**Instructions for the task:**
Render the records from the start through the line containing "POLYGON ((112 610, 0", inclusive, as a two-column CSV with the headers "prompt" and "outline". Give one row per record, placing its text and its answer each in a single quoted field with line breaks replaced by spaces.

** START **

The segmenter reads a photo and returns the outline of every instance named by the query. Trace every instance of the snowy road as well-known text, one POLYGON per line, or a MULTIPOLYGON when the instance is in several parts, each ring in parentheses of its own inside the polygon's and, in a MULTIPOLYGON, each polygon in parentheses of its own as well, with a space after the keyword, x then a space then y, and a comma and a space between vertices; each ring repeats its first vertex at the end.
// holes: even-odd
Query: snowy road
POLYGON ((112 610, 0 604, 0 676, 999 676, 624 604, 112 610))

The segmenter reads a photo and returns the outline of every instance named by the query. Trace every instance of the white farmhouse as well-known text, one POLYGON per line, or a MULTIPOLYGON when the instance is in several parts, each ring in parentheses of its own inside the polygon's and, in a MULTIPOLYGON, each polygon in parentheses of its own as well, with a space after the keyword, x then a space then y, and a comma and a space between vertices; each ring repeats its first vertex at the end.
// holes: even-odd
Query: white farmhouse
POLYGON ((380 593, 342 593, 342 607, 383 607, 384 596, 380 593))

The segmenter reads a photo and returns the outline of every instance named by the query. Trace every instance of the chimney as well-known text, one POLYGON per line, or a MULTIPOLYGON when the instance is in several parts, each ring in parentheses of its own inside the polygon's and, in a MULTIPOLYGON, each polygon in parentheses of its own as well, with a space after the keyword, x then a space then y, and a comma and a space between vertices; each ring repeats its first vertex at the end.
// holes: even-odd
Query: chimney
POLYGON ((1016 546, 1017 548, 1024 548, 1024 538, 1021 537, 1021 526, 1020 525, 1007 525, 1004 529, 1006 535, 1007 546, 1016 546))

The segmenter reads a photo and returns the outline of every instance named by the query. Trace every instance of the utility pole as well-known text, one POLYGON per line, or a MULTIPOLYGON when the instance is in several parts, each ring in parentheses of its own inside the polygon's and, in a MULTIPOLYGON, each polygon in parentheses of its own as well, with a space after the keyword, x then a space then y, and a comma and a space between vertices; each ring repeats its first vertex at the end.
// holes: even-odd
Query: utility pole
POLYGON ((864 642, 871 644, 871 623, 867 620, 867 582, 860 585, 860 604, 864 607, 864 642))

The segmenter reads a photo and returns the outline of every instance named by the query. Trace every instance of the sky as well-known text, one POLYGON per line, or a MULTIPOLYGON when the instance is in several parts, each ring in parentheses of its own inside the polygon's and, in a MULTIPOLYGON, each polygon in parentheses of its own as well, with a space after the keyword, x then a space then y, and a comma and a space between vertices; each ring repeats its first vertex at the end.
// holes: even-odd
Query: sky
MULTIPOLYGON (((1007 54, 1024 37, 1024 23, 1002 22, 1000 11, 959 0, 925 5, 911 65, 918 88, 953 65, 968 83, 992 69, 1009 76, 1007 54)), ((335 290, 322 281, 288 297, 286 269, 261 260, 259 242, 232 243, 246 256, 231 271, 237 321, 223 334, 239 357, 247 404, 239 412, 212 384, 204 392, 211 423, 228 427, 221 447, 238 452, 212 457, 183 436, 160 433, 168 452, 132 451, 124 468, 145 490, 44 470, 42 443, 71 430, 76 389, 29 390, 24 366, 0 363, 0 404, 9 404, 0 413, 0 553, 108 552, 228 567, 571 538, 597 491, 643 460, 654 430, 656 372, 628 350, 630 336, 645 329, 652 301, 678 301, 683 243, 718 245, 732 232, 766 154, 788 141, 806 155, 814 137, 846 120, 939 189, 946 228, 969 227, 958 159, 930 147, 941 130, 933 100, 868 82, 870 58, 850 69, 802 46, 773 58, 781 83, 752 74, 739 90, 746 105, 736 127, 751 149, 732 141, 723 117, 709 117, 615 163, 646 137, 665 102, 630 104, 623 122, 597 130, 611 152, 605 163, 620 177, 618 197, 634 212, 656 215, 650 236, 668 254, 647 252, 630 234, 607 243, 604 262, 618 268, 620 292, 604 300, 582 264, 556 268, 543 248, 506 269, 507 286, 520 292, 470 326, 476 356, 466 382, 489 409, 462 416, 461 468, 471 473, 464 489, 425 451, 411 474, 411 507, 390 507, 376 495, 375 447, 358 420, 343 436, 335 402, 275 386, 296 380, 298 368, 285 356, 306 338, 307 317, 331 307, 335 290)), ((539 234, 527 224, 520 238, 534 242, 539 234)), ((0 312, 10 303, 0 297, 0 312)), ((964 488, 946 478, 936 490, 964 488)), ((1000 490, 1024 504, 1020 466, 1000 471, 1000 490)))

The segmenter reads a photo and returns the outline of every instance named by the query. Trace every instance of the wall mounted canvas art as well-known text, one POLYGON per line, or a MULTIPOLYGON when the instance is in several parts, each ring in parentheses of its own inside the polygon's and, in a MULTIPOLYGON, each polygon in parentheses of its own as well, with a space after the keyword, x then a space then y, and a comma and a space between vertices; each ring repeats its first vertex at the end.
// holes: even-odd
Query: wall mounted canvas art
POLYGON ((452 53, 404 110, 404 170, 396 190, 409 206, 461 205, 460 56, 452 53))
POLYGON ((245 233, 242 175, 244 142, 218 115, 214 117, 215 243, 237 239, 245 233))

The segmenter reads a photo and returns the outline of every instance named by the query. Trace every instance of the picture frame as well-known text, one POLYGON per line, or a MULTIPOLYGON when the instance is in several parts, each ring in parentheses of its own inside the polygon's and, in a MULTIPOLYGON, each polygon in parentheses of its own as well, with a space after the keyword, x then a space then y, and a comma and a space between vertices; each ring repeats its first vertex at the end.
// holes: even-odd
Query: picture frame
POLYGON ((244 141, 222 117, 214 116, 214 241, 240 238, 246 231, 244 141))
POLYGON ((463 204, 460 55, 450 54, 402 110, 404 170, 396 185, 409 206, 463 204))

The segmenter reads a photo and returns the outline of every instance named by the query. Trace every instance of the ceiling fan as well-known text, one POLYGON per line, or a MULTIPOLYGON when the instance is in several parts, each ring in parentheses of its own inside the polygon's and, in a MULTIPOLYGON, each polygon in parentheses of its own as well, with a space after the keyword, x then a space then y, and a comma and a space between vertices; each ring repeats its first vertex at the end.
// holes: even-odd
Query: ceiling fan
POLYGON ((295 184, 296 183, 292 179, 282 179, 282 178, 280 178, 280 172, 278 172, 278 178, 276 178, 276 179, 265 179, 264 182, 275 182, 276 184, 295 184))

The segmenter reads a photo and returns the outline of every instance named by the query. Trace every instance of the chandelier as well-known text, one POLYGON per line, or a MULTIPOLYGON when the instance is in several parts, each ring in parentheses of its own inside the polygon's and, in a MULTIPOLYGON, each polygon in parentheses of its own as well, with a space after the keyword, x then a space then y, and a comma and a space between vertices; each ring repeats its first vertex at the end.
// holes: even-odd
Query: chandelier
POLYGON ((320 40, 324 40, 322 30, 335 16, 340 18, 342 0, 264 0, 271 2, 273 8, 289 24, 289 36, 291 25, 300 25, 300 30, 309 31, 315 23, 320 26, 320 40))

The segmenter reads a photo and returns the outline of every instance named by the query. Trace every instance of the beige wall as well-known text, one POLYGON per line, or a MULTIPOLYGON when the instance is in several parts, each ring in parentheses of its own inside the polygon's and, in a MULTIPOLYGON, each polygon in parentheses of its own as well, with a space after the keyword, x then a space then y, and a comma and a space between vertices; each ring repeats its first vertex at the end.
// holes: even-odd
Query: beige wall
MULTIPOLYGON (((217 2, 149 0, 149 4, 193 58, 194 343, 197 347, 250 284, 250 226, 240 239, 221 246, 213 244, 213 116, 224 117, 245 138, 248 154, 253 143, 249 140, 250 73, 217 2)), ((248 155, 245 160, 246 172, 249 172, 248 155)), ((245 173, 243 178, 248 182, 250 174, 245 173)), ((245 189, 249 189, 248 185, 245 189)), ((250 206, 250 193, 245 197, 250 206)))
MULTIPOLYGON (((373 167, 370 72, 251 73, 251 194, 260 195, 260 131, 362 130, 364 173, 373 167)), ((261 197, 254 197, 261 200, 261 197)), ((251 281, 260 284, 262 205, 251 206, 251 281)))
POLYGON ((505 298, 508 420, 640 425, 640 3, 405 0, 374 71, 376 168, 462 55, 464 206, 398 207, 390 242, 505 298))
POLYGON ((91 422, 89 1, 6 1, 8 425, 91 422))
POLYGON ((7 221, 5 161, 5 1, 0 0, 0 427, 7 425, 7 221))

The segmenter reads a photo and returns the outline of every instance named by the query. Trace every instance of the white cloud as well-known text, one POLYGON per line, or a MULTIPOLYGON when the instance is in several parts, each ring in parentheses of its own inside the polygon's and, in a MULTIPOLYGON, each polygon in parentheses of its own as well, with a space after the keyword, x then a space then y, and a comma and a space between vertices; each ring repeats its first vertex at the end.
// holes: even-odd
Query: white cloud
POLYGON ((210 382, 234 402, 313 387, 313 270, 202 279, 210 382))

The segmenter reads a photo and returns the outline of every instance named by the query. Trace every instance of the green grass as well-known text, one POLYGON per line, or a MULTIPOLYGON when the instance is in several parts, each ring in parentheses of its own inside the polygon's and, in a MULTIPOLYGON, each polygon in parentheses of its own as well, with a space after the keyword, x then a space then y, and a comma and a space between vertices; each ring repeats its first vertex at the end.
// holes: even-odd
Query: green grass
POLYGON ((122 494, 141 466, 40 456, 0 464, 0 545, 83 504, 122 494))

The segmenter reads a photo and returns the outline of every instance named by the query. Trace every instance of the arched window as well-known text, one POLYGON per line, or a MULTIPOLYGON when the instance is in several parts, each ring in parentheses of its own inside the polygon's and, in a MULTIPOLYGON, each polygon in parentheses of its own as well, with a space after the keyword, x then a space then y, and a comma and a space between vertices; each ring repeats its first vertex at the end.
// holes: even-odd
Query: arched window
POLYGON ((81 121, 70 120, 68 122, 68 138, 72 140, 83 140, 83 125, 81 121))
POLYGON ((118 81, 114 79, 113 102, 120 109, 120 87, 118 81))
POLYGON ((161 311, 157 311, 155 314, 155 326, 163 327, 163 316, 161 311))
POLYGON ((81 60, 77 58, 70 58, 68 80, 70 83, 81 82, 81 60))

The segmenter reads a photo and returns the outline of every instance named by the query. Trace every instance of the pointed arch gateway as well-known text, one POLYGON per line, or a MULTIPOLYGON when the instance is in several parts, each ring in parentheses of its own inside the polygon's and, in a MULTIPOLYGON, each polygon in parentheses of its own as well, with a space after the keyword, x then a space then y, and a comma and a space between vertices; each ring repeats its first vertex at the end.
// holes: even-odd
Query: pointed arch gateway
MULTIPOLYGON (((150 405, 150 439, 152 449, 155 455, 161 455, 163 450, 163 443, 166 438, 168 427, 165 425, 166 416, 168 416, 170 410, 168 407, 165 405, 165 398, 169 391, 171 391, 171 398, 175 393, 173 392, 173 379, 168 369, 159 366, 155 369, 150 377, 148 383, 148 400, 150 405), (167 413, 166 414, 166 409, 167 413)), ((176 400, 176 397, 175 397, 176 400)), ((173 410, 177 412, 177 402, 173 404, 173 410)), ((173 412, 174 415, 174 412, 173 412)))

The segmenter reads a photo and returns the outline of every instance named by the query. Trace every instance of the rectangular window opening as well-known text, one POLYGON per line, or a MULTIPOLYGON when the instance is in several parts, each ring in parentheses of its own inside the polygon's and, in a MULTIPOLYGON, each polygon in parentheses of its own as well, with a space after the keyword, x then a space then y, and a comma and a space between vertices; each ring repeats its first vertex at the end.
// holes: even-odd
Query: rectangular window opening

** END **

**Finished answer:**
prompt,outline
"The segmenter reads a photo and returns the outline of every instance named by the query. Trace every instance of the snowy road as well-known text, one POLYGON per line, or a MULTIPOLYGON when the instance is in several parts, each ring in parentheses of its own inside the polygon's and, in a MULTIPOLYGON, each polygon in parentheses of its own as well, with a space after the keyword, x then a space then y, and a comma and a space between vertices; each ring repeats its first vertex at the end. // holes: even-odd Query: snowy road","POLYGON ((112 610, 0 604, 0 676, 999 676, 624 604, 112 610))"